> **Required tasks**:
(a) Answer these questions from the passage on film pitch decks, one answer a line:
(i) How is a standard film pitch deck formatted?
(ii) When is the right time to make one?
(iii) Which collaborators and crew does the passage name?
(b) Do these statements agree with the passage on film pitch decks? Answer yes or no for each and quote the words that settle it.
(i) Web-based decks are becoming less popular.
(ii) A pitch deck shows how, who, and why the film is being made.
(iii) A pitch deck is worth making only if you plan to pitch for investment.
(c) Please pick up the passage on film pitch decks after its last sentence and continue it.

> **Excerpted passage**:

════════════════════

What is a film pitch deck?

As Maria von Trapp says in The Sound of Music, let’s start at the very beginning! The easiest way to think of a film pitch deck is as a visual supplement to your screenplay. While your script shows people exactly what you are creating, the pitch deck shows them how, who, and why you are making this film. The deck allows you to delve into the specifics of style, tone, visual inspiration, casting, location, and crew. 

A good pitch deck should leave the reader feeling like they know exactly what your film will look and feel like, and that they have the confidence in your vision and team to pull it off.

A good pitch deck should leave the reader feeling like they know exactly what your film will look and feel like, and that they have the confidence in your vision and team to pull it off. While it can take many shapes, a standard film pitch deck is formatted as a series of slides and is often shared as an exported PDF. Online, interactive, and web-based decks are also becoming more popular, though having a simple PDF version for easy sharing is usually a good idea.

When should I make a pitch deck?

Pitch decks are meant to be shared as a supplement to a screenplay, so the right time to make one is after you have a final version of your script. While pitch decks are made for sharing, you shouldn’t discount the value of making one for your own creative practice as well. Even if you have no concrete plans to pitch for investment or apply to a grant, creating a pitch deck forces you to think through some of the creative problems you are going to face when you get into pre-production. Questions about style, tone, camera techniques, visual inspiration, locations, sound, and editing are going to come up eventually, and the more you can hone your vision in these early stages the better off you’ll be in the long run. 

For your collaborators and crew (cinematographer, gaffer, or production designer), a pitch deck is a valuable insight into the creative direction of the project and will make the process of pre-production and production infinitely easier.

════════════════════

> **Supplied data**:
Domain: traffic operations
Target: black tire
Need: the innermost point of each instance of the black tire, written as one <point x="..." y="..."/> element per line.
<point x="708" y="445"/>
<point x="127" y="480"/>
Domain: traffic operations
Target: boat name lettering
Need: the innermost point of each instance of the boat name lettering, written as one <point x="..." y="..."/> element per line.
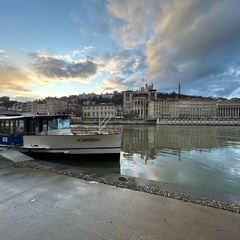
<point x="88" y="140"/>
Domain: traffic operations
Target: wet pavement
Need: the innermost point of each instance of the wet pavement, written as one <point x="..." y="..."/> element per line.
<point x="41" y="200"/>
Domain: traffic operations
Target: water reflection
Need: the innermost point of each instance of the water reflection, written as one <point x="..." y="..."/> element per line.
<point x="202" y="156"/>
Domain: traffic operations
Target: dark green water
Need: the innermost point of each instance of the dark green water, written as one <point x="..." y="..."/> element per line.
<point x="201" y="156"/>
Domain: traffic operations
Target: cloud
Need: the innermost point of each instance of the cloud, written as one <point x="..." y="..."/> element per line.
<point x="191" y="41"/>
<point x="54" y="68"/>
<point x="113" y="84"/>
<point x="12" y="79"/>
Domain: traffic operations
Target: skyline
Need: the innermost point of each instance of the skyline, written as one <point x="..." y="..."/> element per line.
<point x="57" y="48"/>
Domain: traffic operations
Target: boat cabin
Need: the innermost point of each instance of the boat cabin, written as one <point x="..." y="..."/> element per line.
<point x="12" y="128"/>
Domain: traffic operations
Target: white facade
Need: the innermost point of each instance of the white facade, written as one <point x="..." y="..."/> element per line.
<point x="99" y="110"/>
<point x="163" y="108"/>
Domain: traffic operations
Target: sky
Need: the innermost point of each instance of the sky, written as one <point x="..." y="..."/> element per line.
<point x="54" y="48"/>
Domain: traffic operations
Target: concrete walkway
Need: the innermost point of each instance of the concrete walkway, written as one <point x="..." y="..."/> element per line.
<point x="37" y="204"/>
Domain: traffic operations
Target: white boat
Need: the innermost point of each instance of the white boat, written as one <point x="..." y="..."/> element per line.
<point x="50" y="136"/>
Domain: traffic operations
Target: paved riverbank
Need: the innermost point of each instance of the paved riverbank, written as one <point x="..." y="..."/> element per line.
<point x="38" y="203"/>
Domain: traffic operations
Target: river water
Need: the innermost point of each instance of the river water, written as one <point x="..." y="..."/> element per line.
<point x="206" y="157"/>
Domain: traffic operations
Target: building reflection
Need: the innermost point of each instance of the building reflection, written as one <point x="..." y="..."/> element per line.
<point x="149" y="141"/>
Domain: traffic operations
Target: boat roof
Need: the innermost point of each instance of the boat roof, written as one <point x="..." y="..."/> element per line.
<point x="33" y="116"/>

════════════════════

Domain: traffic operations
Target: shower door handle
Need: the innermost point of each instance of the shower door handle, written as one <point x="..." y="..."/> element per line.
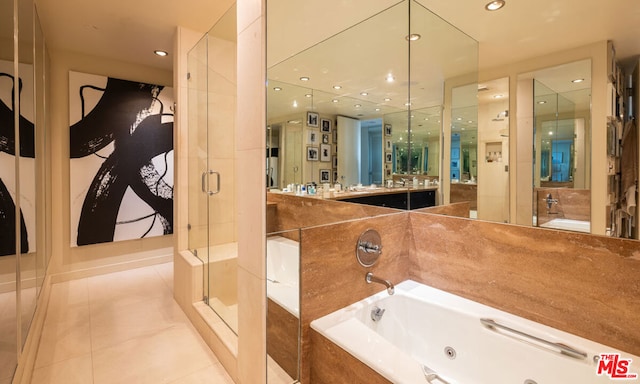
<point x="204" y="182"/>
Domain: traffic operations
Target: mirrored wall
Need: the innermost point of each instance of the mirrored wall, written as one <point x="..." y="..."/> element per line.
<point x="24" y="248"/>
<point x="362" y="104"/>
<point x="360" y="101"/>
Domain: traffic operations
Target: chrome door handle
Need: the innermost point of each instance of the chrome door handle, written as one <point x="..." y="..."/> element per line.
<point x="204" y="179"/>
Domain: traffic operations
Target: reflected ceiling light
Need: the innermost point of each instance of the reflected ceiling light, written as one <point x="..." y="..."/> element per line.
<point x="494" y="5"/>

════════════════════

> **Per-task answers**:
(a)
(i) As a series of slides, often shared as an exported PDF.
(ii) After you have a final version of your script.
(iii) Cinematographer, gaffer, or production designer.

(b)
(i) No: "Online, interactive, and web-based decks are also becoming more popular"
(ii) Yes: "the pitch deck shows them how, who, and why you are making this film"
(iii) No: "Even if you have no concrete plans to pitch for investment or apply to a grant, creating a pitch deck forces you to think through some of the creative problems you are going to face when you get into pre-production."

(c)
How to make a pitch deck

There are an abundance of resources available for building a pitch deck — and your tool certainly does not need to be specific for filmmakers. Any sort of slide or presentation software will work just fine — Powerpoint, Keynote, and Google Slides are all great options. You can create individual slides in Photoshop if you like, or use your favorite online software to get started. For a fully interactive online experience, you can use Spotlight by Shift.

Do you work in advertising or commercial production?  Try Spotlight today for your pitch decks!

 
At its base level, the tool you select should allow you to manipulate things like background images, photo galleries, unique text blocks, and links out to external pages. More sophisticated pitch deck tools may allow you to embed videos and GIFs, or have the reader interact with elements on your page, but again a simple exported PDF is a good place to start. 

Let’s dive in! 

Now that we know what we’re making, let’s dive into the specifics of how to make the ultimate pitch deck for your film project. 

Title Page
You know that a screenplay needs a killer opening scene. In the same way, a pitch deck needs a killer title page. This is the first thing people will see, and may be the thing that compels them to keep reading or close the deck altogether. It’s a fine balancing act between sharing enough information without sharing too much. 

 

You know that a screenplay needs a killer opening scene. In the same way, a pitch deck needs a killer title page. This is the first thing people will see, and may be the thing that compels them to keep reading or close the deck altogether.

It seems simple enough -- the only real information this page needs to include is the film’s title, and maybe your name. But a good title page will also convey the film’s tone and give the reader a teaser into what might come next. An expressive background image and a well-placed photo can go a long way to get people interested in reading more. And since text is really the only thing of substance on this page, picking the right font is hugely important. Is your film more of a “hand-written in a notebook” font, or a big, bold “old Hollywood lights” font? If you could boil your entire film down to just one or two stylistic choices, they should appear here on the title page. 

Check out some of our favorite pitch deck title pages below. Can you tell what kind of films these might end up being just by looking at this one page?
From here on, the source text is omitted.